§ SOURCE

- - -

Thread limits?

Sun Aug 20 15:04:24 EDT 2000

[Tim, suggests setting up a small pool of "server threads"]
> Use the Queue (std library) module to enter requests for work.  Spin
> off a small number of threads, each structured like so:
>
> while 1:
>     request = your_queue_object.get()  # sleeps until queue is non-empty
>     request.deal_with_it()   # do whatever work it asks for

[François Pinard]
> This gave me a few conceptual problems.

Luckily, those are much easier to bear than real problems <wink>.

> Suppose I'm done with the main application (that is, it
> distributed all the work it had to) and I want to send each
> serving thread (N of them) a command so it terminates.

for i in range(N):
    your_queue_object.put(object_whose_Deal_With_It_means_Quit)

> At first, one could just queue N termination requests in the queue,
> right after all the real work requests.  We rely on the fact
> each thread will never process more than one termination request :-).

Yes, that works fine.

> May the main application just terminate then,

If you used the threading module (*not* the "thread" module!) to create all
your threads, the main thread will automatically wait until all child
threads (that haven't been marked "daemons" -- see the docs) have terminated
before it exits.

> or should it first wait to see that the request queue got empty
> (meaning that all server threads terminated)?

That isn't reliable:  that the queue is empty merely means that all requests
have been removed from it, not that even a single one of them has been
*acted* upon yet.  A common and reliable technique is to save a list of the
Thread objects you've created, and then do

    for thread in my_list_of_thread_objects:
        thread.join()

Again, this requires using the threading module (the "thread" module is very
low-level, and much harder to use safely).

- - -

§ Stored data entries
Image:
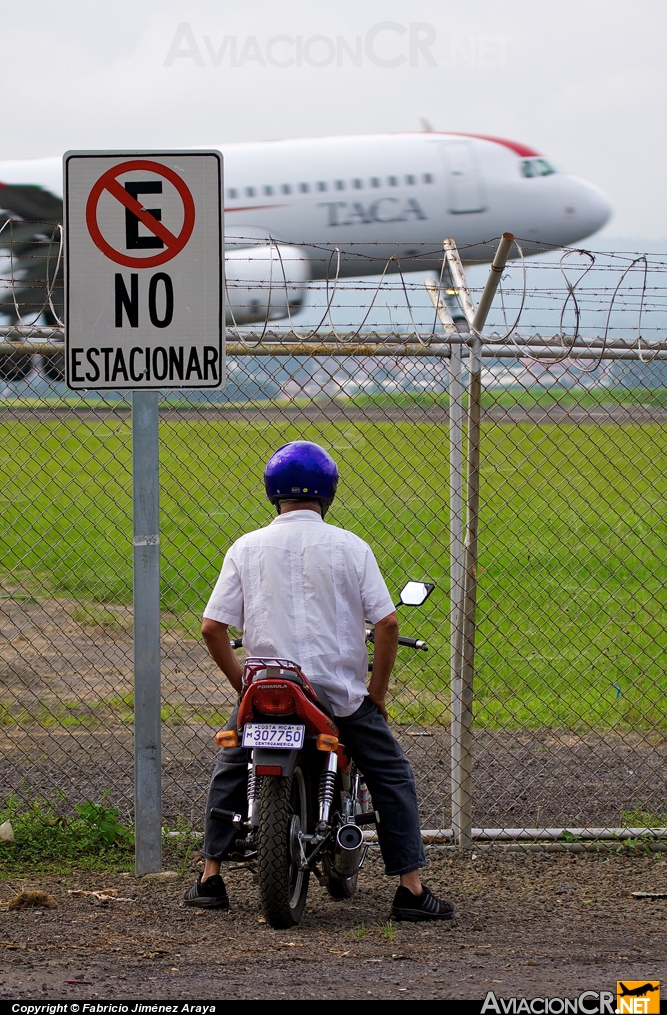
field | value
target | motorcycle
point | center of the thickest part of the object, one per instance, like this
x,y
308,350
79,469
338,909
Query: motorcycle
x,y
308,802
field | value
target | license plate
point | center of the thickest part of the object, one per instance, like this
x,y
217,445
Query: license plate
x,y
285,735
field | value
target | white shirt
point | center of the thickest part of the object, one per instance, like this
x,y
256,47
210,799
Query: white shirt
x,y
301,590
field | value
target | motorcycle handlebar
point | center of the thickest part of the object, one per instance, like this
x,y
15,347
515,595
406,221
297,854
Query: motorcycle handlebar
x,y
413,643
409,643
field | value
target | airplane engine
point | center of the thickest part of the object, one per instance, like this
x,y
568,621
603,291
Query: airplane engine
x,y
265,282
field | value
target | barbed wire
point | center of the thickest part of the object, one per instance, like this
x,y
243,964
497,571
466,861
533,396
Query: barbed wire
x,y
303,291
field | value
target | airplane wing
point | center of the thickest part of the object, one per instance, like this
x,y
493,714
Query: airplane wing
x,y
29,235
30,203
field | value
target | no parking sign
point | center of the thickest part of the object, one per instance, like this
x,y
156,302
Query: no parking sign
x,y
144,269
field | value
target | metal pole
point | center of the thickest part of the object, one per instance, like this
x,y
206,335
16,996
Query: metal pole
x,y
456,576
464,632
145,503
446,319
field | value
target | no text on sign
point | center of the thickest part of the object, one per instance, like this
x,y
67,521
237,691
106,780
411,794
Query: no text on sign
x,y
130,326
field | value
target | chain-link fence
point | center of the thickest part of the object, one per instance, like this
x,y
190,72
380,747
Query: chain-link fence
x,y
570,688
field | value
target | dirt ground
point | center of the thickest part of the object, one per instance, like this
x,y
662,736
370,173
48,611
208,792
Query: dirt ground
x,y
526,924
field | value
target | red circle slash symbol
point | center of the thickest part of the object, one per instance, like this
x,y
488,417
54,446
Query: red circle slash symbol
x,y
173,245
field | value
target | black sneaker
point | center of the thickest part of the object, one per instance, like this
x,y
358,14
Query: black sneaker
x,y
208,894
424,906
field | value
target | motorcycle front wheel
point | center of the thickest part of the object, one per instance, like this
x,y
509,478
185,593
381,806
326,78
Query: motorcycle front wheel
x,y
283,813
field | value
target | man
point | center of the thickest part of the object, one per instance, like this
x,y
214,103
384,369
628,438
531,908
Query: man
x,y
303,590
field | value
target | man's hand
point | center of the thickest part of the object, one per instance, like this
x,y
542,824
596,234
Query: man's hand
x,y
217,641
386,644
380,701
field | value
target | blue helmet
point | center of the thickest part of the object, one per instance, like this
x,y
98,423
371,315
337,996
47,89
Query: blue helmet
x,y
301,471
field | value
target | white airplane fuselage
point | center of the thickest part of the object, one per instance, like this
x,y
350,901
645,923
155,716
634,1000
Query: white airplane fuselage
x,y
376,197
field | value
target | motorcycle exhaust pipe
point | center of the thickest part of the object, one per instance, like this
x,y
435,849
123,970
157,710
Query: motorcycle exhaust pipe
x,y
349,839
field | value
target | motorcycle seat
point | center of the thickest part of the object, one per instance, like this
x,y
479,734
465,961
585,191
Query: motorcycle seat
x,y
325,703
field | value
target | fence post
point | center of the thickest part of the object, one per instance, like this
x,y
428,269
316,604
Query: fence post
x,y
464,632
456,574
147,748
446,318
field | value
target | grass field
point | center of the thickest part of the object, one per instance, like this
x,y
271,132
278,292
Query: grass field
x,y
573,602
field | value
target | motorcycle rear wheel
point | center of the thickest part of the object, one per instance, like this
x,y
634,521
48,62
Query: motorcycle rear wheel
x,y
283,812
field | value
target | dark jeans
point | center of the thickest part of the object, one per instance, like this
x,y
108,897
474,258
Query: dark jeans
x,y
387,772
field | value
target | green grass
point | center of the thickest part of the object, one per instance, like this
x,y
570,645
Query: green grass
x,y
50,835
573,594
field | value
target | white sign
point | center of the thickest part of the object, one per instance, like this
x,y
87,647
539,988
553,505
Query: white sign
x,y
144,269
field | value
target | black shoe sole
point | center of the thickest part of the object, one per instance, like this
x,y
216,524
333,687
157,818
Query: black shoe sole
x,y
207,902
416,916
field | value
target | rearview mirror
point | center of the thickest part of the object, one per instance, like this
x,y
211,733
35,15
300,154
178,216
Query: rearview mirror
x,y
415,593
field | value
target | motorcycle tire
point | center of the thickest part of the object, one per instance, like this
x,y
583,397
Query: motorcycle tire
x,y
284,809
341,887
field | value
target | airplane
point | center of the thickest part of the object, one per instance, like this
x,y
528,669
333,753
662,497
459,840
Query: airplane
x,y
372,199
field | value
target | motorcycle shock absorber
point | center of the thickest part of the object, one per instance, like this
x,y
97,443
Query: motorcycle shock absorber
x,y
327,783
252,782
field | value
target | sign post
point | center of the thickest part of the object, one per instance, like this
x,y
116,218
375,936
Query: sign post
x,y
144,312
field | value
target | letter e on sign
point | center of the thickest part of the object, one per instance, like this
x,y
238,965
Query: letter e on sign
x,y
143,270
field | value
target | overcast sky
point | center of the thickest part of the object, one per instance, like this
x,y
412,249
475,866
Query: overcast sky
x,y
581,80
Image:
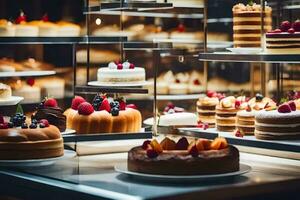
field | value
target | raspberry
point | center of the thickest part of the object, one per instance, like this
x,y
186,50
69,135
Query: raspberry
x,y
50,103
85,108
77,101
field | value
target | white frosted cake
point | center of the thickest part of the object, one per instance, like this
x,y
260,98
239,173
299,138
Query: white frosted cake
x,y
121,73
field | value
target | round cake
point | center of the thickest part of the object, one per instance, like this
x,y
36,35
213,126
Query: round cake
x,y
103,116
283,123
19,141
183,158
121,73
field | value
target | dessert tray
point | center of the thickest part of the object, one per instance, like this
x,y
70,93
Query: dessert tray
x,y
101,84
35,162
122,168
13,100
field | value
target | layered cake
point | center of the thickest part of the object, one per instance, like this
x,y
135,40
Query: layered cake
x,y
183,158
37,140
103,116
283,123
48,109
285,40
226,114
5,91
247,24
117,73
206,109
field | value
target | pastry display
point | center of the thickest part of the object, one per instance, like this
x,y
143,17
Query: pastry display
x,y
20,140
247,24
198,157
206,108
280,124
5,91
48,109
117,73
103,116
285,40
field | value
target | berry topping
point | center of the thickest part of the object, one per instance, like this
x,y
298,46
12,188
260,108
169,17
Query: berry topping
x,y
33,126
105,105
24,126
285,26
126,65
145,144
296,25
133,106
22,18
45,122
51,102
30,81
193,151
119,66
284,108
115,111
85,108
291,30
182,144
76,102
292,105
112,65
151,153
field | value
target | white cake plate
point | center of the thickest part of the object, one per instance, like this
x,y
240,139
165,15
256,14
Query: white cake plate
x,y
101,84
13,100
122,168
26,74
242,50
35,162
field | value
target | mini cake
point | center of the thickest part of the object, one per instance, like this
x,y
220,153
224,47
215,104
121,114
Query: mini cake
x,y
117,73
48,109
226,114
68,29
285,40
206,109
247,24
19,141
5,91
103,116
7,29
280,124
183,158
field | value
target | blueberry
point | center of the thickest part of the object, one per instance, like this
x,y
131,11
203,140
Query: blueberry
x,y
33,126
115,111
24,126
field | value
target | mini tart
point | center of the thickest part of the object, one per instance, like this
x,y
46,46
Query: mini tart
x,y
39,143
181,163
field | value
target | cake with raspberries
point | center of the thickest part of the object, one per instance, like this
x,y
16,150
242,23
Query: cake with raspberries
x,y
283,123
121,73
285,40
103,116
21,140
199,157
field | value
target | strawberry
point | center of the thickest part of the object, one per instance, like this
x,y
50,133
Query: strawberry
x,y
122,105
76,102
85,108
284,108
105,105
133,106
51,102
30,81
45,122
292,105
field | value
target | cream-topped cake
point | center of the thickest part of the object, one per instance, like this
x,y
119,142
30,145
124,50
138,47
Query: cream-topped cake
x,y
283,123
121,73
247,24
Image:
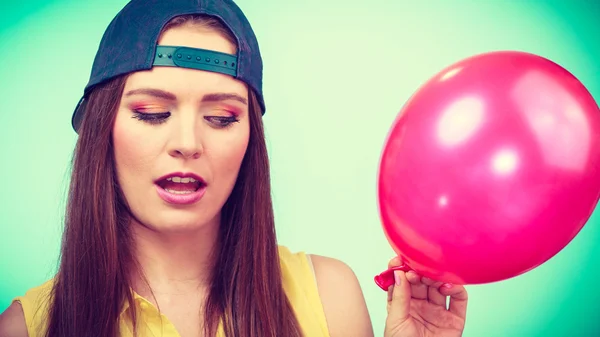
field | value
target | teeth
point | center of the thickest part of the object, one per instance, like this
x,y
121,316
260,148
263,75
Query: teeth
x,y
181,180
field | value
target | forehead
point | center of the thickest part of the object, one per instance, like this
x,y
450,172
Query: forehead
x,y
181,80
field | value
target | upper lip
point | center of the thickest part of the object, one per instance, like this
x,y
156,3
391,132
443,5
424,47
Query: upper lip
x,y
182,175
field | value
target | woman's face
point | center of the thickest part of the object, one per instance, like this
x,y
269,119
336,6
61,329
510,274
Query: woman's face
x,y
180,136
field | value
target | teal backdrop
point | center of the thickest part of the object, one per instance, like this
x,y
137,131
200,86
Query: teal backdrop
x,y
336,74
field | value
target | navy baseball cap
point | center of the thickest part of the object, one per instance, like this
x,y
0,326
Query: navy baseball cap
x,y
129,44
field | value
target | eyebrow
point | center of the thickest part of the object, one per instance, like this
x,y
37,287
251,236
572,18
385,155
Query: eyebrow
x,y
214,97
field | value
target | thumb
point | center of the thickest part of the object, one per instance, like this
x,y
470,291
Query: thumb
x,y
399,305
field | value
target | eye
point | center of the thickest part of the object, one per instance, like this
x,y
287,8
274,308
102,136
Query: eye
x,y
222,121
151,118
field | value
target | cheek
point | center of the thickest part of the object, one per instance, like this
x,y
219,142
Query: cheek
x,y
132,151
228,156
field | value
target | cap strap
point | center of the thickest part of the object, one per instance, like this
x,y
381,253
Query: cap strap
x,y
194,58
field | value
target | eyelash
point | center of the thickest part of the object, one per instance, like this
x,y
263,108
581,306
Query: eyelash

- - -

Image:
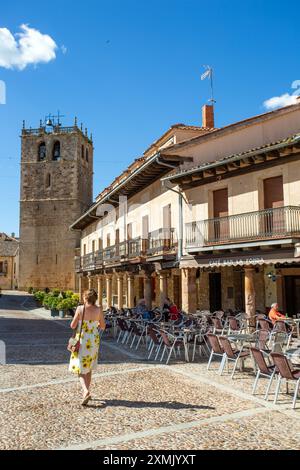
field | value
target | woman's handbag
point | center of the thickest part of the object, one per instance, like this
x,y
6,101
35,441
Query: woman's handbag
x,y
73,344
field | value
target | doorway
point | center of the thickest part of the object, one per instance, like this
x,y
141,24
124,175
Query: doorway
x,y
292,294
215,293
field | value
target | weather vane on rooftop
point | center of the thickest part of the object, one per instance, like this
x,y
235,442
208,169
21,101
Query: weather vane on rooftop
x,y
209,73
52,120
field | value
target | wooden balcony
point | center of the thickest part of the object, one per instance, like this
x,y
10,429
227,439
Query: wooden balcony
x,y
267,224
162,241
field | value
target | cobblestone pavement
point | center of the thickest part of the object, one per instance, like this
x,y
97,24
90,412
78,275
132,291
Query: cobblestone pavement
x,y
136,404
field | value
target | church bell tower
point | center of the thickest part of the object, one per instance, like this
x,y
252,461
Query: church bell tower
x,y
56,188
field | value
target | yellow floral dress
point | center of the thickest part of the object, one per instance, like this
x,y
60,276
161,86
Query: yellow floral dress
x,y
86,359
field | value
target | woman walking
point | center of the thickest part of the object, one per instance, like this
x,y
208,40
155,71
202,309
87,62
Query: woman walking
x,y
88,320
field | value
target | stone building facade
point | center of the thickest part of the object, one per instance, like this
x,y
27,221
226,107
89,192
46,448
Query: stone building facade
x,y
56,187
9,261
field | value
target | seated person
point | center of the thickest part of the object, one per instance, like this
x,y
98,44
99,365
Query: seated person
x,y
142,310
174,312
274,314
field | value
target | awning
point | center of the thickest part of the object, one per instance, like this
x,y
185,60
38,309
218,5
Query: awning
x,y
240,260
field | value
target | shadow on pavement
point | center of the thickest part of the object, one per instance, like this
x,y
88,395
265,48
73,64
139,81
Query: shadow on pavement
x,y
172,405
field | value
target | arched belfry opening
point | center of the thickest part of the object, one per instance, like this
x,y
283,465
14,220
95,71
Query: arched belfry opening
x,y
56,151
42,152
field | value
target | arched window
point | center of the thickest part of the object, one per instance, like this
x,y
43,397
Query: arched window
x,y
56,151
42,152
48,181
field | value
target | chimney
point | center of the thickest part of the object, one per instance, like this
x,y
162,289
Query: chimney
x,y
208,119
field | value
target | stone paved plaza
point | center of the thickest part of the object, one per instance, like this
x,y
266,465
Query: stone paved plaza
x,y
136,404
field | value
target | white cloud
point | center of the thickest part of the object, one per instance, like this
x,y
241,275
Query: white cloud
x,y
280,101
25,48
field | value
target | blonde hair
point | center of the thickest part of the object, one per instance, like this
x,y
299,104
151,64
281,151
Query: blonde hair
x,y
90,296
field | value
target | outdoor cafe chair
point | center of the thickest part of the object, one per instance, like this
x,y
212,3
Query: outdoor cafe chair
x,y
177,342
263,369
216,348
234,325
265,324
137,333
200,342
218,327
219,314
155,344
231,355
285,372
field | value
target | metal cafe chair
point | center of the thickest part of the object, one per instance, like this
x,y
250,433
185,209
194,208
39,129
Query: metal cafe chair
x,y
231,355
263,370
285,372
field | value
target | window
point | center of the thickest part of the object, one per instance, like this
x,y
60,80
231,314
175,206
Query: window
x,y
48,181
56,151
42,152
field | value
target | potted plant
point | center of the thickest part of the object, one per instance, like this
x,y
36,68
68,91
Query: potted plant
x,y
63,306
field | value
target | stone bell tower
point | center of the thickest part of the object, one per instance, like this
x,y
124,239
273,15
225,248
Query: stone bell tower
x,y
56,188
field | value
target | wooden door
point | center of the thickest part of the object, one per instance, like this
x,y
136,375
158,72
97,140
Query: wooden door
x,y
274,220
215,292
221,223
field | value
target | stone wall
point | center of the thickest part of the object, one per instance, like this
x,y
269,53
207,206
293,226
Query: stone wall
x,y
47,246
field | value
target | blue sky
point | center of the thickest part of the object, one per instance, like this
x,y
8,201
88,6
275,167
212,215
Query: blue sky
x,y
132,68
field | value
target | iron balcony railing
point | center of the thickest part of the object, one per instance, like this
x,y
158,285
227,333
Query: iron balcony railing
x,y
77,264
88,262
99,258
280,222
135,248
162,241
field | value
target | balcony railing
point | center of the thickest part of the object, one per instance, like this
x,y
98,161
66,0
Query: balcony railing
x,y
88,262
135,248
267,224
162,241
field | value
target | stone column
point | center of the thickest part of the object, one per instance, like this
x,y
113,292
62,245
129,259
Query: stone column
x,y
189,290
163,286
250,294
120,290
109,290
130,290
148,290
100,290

- - -

§ PROMPT A
Reproduce the stretch of the message on thread limits from "Luckily, those are" through "that works fine.", swapping "termination" for "shutdown" throughout.
§ PROMPT B
How many lines of the records contain the string "backdrop"? Case counts; reply with the number alone.
The message on thread limits and the records come from unrelated sources.

§ CORRECT RESULT A
Luckily, those are much easier to bear than real problems <wink>.

> Suppose I'm done with the main application (that is, it
> distributed all the work it had to) and I want to send each
> serving thread (N of them) a command so it terminates.

for i in range(N):
    your_queue_object.put(object_whose_Deal_With_It_means_Quit)

> At first, one could just queue N shutdown requests in the queue,
> right after all the real work requests.  We rely on the fact
> each thread will never process more than one shutdown request :-).

Yes, that works fine.

§ CORRECT RESULT B
2